__GIVEN INSTRUCTION__
Rewrite the Unrealized Tapes article from "Studio album by" up to and including "Paris '64 (2018).", changing "radio broadcast" to "television broadcast".

Studio album by Eric Dolphy
- Released: 1988
- Recorded: June 11, 1964
- Genre: Jazz
- Label: West Wind, DIW

= Unrealized Tapes =

Unrealized Tapes is an album by American musician Eric Dolphy, released in Europe in 1988 by the West Wind label, and in Japan with the title Last Recordings by the DIW label. The album was recorded on June 11, 1964 in a Paris studio for radio broadcast, nine days after the Hilversum session that yielded Last Date, and eighteen days before Dolphy's death.

The tracks recorded that day represent the last of Dolphy's commercially available recordings. Music from the same recording session was also issued on Naima, released in 1987, The Complete Last Recordings: In Hilversum & Paris 1964 (2010), and Paris '64 (2018).

==Background==
In April 1964, Dolphy accompanied Charles Mingus and his band on a tour of Europe organized by George Wein. (Performances from this tour were documented on Revenge!, The Great Concert of Charles Mingus, Mingus in Europe Volume I, and Mingus in Europe Volume II.) Prior to leaving the U.S., however, Dolphy told Mingus that he intended to remain in Europe upon completion of the tour, rather than remaining with the band. Mingus and his group returned to the U.S. in early May, at which point Dolphy moved to Paris, at first staying with an old army friend, and intending to settle down with his fiancée, dancer Joyce Mordecai. During this time, Dolphy began playing at the Le Chat Qui Pêche club with trumpeter Donald Byrd and saxophonist Nathan Davis, both of whom appear on Unrealized Tapes. (Davis recalled that he'd "never been in a band that practiced as much as we practiced [with Dolphy]; we had daily rehearsals and played every night from 10 PM till 4 AM".)

__ENTRIES SUPPLIED__
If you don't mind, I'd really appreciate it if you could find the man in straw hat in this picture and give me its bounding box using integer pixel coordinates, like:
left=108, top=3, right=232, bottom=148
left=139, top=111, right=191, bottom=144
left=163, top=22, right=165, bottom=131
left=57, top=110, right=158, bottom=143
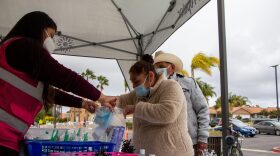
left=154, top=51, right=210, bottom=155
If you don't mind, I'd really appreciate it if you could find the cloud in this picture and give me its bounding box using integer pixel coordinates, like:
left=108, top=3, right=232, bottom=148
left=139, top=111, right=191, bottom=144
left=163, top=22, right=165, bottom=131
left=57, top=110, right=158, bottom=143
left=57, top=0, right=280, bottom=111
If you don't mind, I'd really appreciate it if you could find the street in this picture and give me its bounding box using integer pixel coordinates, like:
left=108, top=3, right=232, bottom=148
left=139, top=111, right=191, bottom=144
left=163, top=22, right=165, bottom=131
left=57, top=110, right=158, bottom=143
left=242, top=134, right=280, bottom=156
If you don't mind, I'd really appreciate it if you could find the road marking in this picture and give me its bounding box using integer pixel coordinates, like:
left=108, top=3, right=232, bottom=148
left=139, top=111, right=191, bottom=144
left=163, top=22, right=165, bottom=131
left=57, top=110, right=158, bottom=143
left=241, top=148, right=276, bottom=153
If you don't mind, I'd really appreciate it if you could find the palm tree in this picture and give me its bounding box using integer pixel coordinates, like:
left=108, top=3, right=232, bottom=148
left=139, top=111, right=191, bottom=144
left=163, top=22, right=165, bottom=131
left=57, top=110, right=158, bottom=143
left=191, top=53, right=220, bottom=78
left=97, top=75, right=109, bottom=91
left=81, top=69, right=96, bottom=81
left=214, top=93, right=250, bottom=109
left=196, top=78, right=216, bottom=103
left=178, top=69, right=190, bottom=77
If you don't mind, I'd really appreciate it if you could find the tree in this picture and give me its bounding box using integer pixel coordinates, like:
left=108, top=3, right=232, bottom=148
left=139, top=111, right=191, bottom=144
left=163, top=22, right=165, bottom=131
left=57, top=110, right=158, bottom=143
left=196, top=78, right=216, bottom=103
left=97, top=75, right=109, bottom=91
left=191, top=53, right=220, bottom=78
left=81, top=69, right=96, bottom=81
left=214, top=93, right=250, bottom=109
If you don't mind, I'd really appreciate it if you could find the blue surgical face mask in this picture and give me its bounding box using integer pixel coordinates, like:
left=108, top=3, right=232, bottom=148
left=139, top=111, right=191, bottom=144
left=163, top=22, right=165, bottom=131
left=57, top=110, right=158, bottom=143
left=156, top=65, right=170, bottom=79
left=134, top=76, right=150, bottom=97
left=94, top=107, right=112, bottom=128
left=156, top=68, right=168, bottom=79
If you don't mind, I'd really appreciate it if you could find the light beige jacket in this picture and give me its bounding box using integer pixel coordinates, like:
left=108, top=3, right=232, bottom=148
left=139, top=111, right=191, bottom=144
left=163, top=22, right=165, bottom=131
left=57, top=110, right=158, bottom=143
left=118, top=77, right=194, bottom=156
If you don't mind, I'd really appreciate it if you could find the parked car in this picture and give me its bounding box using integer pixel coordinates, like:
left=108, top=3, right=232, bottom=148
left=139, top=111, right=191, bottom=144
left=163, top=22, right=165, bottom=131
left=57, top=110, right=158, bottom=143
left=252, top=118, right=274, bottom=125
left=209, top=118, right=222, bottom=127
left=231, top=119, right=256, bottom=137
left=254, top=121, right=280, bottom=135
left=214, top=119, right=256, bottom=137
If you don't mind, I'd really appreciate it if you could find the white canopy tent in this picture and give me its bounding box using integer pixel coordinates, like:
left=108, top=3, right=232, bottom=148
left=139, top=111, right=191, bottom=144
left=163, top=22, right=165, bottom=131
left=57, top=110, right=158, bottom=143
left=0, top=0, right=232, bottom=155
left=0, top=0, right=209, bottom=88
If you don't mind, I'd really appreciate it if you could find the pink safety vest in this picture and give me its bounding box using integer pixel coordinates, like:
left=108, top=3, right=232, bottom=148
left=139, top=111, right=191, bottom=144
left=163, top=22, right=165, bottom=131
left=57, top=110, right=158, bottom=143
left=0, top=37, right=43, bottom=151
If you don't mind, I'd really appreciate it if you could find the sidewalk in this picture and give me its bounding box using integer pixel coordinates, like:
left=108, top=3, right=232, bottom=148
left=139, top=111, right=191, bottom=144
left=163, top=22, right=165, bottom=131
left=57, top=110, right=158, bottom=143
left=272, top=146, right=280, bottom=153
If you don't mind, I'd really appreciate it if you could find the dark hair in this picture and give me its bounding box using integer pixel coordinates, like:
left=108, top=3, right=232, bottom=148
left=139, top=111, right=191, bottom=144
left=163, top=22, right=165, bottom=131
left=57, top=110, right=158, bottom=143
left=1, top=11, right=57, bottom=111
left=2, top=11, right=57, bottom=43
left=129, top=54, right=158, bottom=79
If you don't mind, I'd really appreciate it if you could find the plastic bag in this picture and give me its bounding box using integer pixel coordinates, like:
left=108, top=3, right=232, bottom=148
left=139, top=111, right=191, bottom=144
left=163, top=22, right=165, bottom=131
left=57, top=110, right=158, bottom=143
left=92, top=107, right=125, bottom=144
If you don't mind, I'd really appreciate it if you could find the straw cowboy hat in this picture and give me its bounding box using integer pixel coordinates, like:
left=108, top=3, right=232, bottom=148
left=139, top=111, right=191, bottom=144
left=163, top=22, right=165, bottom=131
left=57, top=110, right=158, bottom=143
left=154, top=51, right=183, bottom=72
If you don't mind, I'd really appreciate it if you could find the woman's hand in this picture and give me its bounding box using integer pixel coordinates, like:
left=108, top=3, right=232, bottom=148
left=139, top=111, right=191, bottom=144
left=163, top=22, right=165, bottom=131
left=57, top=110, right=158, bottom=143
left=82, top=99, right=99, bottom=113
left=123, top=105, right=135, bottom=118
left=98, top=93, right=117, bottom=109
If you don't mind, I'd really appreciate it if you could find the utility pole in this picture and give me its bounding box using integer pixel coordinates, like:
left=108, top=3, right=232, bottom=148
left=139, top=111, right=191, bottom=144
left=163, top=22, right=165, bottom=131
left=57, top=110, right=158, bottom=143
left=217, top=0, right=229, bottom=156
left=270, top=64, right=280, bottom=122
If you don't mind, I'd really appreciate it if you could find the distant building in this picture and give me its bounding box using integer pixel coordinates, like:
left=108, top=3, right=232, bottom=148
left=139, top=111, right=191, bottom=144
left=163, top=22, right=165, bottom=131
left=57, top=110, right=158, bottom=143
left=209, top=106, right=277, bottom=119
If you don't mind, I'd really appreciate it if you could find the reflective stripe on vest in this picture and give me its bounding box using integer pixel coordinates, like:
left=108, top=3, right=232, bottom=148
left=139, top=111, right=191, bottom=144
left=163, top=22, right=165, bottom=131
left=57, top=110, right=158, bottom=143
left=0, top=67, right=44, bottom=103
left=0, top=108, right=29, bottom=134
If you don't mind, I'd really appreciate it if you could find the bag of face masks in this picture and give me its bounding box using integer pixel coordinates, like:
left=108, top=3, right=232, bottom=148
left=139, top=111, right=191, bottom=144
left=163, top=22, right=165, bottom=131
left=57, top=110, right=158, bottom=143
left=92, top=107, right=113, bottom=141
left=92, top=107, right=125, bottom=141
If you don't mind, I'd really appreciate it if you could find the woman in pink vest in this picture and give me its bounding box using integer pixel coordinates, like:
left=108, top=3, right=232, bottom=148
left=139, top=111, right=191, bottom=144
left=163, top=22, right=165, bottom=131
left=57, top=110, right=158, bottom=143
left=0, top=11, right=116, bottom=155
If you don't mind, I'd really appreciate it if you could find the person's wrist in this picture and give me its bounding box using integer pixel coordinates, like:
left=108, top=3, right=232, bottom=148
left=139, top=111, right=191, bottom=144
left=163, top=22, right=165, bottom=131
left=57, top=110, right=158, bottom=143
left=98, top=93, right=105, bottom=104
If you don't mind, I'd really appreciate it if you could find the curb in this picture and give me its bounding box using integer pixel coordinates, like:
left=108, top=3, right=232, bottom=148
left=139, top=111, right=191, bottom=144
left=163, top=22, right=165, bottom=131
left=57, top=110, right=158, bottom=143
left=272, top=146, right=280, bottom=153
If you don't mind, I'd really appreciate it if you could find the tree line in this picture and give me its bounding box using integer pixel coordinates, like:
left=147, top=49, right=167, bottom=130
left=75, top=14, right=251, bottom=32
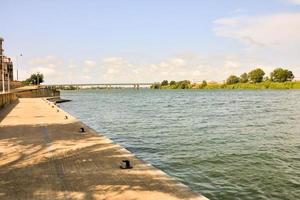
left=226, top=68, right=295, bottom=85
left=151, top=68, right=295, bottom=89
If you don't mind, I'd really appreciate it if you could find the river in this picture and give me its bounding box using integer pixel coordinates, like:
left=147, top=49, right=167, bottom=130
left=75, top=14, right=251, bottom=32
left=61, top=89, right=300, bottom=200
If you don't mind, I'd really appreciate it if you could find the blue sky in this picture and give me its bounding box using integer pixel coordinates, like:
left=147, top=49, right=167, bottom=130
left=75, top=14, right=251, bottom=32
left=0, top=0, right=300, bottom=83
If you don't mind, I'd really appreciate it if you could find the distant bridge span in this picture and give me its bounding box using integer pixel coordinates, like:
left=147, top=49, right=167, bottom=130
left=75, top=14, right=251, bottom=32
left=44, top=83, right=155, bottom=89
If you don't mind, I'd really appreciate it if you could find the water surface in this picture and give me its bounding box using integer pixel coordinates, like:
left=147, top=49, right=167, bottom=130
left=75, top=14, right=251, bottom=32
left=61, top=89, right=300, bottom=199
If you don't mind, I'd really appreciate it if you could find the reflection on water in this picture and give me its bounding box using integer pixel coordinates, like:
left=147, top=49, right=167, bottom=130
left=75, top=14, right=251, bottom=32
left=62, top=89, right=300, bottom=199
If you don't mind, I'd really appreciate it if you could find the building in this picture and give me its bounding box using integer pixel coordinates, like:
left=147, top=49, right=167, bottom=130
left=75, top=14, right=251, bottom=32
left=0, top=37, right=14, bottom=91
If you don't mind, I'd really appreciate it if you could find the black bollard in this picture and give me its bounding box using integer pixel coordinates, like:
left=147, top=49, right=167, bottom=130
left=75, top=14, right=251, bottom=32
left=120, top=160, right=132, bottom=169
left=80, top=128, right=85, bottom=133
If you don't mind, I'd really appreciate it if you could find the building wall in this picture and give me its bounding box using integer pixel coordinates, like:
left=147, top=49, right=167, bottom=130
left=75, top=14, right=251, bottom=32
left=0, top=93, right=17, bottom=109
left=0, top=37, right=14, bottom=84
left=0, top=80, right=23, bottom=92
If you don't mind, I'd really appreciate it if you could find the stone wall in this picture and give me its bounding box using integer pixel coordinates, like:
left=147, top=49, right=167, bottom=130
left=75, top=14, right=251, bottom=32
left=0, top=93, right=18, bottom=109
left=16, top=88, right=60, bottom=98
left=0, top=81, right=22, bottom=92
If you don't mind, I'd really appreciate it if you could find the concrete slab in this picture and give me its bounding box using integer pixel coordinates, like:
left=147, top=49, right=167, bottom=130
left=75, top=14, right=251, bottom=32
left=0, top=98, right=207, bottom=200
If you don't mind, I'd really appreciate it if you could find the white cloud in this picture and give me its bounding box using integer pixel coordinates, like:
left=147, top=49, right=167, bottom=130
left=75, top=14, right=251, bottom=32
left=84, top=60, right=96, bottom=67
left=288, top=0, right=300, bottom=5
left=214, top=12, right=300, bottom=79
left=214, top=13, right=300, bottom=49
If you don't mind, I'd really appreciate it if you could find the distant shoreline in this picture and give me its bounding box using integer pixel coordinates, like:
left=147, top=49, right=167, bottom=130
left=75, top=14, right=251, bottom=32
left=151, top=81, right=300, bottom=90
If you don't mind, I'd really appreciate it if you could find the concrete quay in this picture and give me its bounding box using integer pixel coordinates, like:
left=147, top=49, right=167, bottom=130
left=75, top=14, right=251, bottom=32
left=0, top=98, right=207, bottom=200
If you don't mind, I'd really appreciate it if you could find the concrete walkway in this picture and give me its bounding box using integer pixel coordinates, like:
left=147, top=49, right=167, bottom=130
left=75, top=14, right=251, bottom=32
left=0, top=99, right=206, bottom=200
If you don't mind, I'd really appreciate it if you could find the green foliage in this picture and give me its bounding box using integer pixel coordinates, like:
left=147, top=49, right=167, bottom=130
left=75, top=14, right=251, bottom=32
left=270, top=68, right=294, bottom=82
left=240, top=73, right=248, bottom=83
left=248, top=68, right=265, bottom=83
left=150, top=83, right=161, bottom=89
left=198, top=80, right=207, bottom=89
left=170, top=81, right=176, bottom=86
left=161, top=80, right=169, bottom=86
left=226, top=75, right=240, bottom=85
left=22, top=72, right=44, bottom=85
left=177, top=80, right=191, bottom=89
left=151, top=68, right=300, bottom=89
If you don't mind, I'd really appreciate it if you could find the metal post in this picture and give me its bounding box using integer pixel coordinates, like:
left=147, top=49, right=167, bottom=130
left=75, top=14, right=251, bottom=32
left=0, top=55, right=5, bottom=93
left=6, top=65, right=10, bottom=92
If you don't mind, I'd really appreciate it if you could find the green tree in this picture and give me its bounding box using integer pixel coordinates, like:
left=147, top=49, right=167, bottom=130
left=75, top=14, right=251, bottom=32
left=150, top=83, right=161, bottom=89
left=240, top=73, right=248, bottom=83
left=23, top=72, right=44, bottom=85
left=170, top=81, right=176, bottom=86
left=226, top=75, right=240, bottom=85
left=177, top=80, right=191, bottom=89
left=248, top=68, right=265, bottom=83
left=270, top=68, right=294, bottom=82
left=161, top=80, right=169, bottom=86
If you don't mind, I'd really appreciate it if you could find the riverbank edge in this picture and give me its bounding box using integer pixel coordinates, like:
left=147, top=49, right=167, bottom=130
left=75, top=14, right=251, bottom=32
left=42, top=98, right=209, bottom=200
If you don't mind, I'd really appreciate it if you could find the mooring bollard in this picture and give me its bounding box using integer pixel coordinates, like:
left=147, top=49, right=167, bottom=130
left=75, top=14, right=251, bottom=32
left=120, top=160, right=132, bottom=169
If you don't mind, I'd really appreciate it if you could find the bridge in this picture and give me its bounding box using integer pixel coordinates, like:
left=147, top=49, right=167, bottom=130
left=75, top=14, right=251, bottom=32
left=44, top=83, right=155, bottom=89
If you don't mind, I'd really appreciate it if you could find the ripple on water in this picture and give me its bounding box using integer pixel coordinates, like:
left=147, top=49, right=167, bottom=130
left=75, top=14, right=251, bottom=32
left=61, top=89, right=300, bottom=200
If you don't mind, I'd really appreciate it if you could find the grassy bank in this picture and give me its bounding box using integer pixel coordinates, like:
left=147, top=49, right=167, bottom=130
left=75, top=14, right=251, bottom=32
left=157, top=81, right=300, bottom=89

__ANSWER TO THIS TASK__
Studio album by Eric Dolphy
- Released: 1988
- Recorded: June 11, 1964
- Genre: Jazz
- Label: West Wind, DIW

= Unrealized Tapes =

Unrealized Tapes is an album by American musician Eric Dolphy, released in Europe in 1988 by the West Wind label, and in Japan with the title Last Recordings by the DIW label. The album was recorded on June 11, 1964 in a Paris studio for television broadcast, nine days after the Hilversum session that yielded Last Date, and eighteen days before Dolphy's death.

The tracks recorded that day represent the last of Dolphy's commercially available recordings. Music from the same recording session was also issued on Naima, released in 1987, The Complete Last Recordings: In Hilversum & Paris 1964 (2010), and Paris '64 (2018).